> **PROBLEM TO WORK ON**
Retype the listing exactly. Leave out the images.
==============================
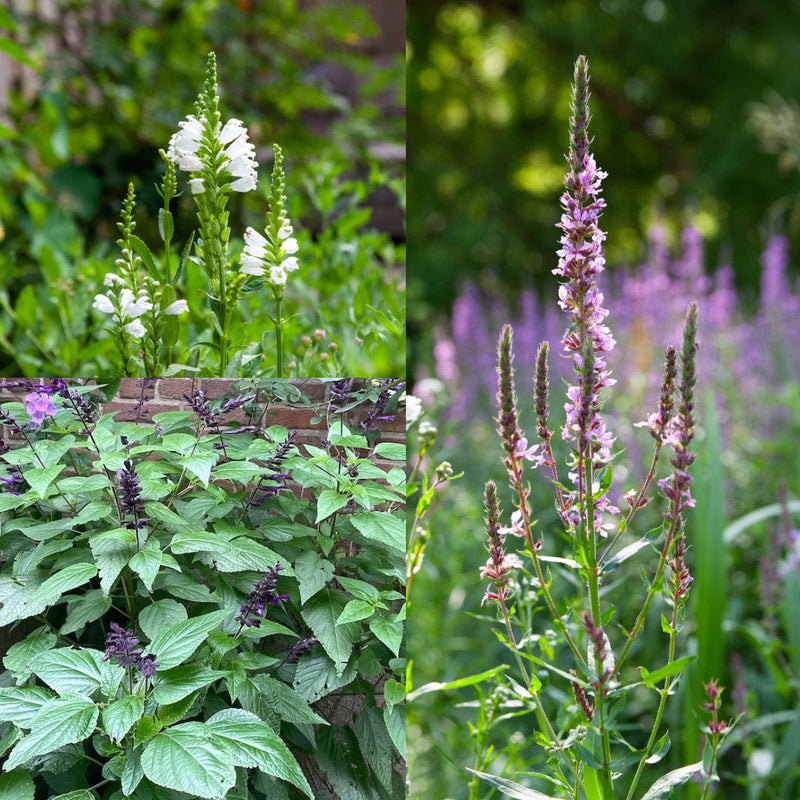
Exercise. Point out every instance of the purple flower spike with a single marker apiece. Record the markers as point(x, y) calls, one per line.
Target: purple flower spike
point(39, 405)
point(587, 340)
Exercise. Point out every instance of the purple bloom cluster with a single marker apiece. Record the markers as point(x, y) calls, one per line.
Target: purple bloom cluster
point(123, 646)
point(130, 497)
point(263, 594)
point(273, 481)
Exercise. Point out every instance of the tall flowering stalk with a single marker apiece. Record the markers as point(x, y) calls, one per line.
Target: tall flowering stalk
point(272, 255)
point(583, 503)
point(221, 159)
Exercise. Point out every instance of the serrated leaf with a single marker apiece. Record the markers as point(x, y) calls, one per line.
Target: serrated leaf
point(160, 615)
point(187, 758)
point(389, 629)
point(112, 550)
point(21, 704)
point(356, 610)
point(84, 609)
point(252, 743)
point(382, 527)
point(173, 685)
point(313, 573)
point(62, 721)
point(376, 744)
point(122, 715)
point(328, 502)
point(284, 701)
point(21, 656)
point(67, 670)
point(316, 677)
point(146, 564)
point(320, 614)
point(17, 785)
point(177, 643)
point(40, 478)
point(663, 786)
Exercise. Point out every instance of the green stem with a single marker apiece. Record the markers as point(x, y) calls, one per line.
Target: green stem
point(278, 327)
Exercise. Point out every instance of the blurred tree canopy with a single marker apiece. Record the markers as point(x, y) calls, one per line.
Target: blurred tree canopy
point(672, 87)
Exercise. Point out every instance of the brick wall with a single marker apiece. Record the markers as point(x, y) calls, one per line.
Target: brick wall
point(138, 400)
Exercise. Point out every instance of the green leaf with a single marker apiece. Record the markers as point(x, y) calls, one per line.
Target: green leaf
point(376, 744)
point(382, 527)
point(286, 703)
point(112, 550)
point(84, 609)
point(160, 615)
point(21, 704)
point(245, 555)
point(252, 743)
point(316, 677)
point(652, 678)
point(663, 786)
point(328, 502)
point(62, 721)
point(320, 614)
point(21, 656)
point(389, 629)
point(122, 715)
point(313, 573)
point(17, 786)
point(391, 451)
point(146, 563)
point(40, 478)
point(188, 759)
point(511, 789)
point(67, 670)
point(177, 643)
point(200, 464)
point(356, 610)
point(173, 685)
point(460, 683)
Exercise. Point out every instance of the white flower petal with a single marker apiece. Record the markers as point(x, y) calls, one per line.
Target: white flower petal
point(103, 304)
point(136, 329)
point(178, 307)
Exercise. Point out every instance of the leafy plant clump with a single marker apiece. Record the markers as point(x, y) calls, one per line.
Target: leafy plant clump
point(204, 606)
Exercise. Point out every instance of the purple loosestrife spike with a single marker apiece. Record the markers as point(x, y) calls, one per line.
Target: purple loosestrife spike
point(677, 486)
point(496, 567)
point(541, 391)
point(580, 260)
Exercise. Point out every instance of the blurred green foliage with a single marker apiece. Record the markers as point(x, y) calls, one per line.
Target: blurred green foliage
point(113, 80)
point(672, 84)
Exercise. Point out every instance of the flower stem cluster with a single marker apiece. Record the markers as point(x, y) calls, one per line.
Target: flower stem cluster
point(263, 594)
point(138, 303)
point(122, 646)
==============================
> **REPLY TO THE TASK**
Exercise. Point out every instance of the purple flower spike with a single marker apiece. Record the markers as point(x, y) calls, one per line.
Target: purple flower spike
point(39, 405)
point(587, 340)
Exercise. Point out every instance of the purple bloom cluster with a single marker apiece. Record the markers as point(x, y) calls, one per line.
Target: purple bloom cluster
point(123, 646)
point(130, 497)
point(263, 594)
point(273, 481)
Exercise. Point out every instance of the tall flowering stalk with a single marker apiece. Record the markers as point(x, y) calls, one per line.
Target: tall flowering stalk
point(272, 255)
point(583, 503)
point(221, 159)
Exercise. Point out every instance of the serrated leaf with a single marker apiece. Record the markers as point(x, y) calls, one per line.
Target: serrated leaf
point(160, 615)
point(187, 758)
point(389, 629)
point(112, 550)
point(21, 704)
point(356, 610)
point(84, 609)
point(252, 743)
point(382, 527)
point(173, 685)
point(313, 573)
point(62, 721)
point(376, 744)
point(122, 715)
point(328, 502)
point(284, 701)
point(21, 656)
point(67, 670)
point(316, 677)
point(146, 564)
point(320, 614)
point(17, 785)
point(177, 643)
point(40, 478)
point(663, 786)
Exercise. Point out every instance of the green stem with a single marker apiece. Record the markers as point(x, y) calls, one per line.
Target: green stem
point(278, 327)
Exercise. Point out every instance of the blurred tree canopy with a single marker apiece. Record the markers as point(x, y) calls, one per line.
Target: blurred tree canopy
point(672, 87)
Exercise. Point out every instance of the brick wall with a single marker apiece. Record the markers as point(x, y) calls, one per line.
Target: brick wall
point(138, 400)
Exercise. Point out every instance of the green leaf with a single marker apiece. Record the markers as point(x, y) calls, one per line.
Target: green leaf
point(376, 744)
point(382, 527)
point(286, 703)
point(112, 550)
point(84, 609)
point(160, 615)
point(21, 704)
point(245, 555)
point(252, 743)
point(316, 677)
point(652, 678)
point(663, 786)
point(328, 502)
point(62, 721)
point(320, 614)
point(21, 656)
point(389, 629)
point(122, 715)
point(313, 573)
point(17, 786)
point(391, 451)
point(146, 563)
point(40, 478)
point(188, 759)
point(511, 789)
point(67, 670)
point(177, 643)
point(200, 464)
point(356, 610)
point(173, 685)
point(460, 683)
Exercise. Point out every instance of the white flower petal with a single marker apiece. Record the markers as point(x, y) calls, one per line.
Target: white flower petal
point(103, 304)
point(136, 329)
point(178, 307)
Exercise. Point out every instance of the leafy plant clump with a single marker apiece. Record the markers as point(x, y) calls, one per line.
Target: leafy plant clump
point(204, 606)
Exercise. Point out every instance of the purple loosestrife spike with a single marker apiece. Record the markers as point(x, y) calls, one per line.
Target: purple loosestrife spike
point(677, 486)
point(496, 567)
point(541, 391)
point(580, 260)
Exercise. Point out every instance of the blurred green foliage with a single marker apiece. Record the markers as point(x, y) calls, one per line.
Target: blurred green foliage
point(113, 80)
point(672, 84)
Exercise. Point out every instance of the flower stem cluster with a single marker apiece. Record the markers as point(x, y) calls, one per line.
Target: flower stem cluster
point(263, 594)
point(138, 303)
point(122, 646)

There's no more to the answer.